■ **What is expected**: Extract every line below that contains the word "instance".
____ Material to process
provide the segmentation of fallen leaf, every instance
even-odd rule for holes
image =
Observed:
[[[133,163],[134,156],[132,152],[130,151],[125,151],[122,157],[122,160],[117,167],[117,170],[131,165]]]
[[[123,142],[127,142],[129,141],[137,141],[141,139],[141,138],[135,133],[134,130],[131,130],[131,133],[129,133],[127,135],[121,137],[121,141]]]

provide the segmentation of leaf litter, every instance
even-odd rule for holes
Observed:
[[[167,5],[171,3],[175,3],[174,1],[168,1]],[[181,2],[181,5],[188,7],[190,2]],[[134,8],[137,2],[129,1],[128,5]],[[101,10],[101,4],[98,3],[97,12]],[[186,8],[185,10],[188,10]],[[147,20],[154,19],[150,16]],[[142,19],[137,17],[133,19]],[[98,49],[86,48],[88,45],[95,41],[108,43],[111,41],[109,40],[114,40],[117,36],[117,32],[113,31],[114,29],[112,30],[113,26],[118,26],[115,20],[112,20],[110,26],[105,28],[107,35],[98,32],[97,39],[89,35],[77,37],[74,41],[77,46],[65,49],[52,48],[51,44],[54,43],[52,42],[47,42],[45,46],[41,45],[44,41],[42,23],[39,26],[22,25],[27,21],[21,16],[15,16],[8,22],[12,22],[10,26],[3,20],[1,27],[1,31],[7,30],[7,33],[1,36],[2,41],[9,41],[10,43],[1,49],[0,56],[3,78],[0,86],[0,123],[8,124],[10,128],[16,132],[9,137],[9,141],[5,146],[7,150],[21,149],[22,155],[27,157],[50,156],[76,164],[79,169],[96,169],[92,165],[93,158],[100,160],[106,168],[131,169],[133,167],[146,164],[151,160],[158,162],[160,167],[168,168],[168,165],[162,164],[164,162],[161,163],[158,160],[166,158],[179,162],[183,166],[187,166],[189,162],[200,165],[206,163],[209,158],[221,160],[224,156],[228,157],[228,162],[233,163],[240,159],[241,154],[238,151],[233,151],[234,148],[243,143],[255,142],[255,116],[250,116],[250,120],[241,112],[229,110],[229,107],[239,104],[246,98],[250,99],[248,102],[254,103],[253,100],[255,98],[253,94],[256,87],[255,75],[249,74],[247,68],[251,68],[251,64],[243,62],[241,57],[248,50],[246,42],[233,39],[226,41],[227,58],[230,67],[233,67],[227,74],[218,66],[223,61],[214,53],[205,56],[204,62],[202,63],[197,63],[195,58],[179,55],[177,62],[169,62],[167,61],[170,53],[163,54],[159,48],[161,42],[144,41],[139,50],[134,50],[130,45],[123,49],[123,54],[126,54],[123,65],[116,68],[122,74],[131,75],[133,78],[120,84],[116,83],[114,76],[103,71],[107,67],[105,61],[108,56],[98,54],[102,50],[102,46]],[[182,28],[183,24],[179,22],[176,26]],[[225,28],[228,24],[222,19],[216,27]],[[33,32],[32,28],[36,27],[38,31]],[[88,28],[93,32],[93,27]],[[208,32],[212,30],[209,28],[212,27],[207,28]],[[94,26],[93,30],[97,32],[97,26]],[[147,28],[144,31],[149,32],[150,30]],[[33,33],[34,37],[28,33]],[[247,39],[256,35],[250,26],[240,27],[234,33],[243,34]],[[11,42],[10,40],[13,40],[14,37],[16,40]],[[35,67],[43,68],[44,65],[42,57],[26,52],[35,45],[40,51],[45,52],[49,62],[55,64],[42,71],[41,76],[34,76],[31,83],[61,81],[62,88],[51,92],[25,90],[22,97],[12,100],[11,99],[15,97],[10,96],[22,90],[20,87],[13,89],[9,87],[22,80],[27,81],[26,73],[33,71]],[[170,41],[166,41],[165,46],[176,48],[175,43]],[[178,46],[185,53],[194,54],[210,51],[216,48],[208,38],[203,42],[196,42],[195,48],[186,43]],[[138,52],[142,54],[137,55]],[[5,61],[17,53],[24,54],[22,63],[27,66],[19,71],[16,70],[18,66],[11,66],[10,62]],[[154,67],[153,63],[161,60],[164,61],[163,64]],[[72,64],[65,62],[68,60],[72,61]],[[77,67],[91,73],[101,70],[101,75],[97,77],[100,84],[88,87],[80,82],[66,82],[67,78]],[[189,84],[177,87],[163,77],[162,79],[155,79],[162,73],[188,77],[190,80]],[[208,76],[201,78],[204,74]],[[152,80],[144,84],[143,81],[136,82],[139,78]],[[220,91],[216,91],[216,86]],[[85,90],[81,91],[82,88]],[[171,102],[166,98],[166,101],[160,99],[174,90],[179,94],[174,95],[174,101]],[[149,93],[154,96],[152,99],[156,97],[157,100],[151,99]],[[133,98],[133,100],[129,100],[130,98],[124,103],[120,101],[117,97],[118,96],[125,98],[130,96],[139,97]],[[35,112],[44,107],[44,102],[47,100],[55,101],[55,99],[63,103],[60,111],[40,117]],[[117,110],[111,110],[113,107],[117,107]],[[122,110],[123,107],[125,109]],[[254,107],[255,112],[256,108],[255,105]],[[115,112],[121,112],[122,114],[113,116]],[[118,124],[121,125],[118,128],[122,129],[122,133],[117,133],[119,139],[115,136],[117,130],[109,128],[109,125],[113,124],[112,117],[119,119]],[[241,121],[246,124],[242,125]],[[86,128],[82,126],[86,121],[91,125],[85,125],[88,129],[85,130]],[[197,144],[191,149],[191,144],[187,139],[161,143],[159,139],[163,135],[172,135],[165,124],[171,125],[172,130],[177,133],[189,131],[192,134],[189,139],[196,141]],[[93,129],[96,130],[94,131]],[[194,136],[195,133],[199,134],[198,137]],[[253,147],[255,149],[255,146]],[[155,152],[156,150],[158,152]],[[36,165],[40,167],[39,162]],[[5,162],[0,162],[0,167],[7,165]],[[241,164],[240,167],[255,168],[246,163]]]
________
■ **Written response**:
provide the segmentation of fallen leaf, every instance
provide the segmentation of leaf litter, every instance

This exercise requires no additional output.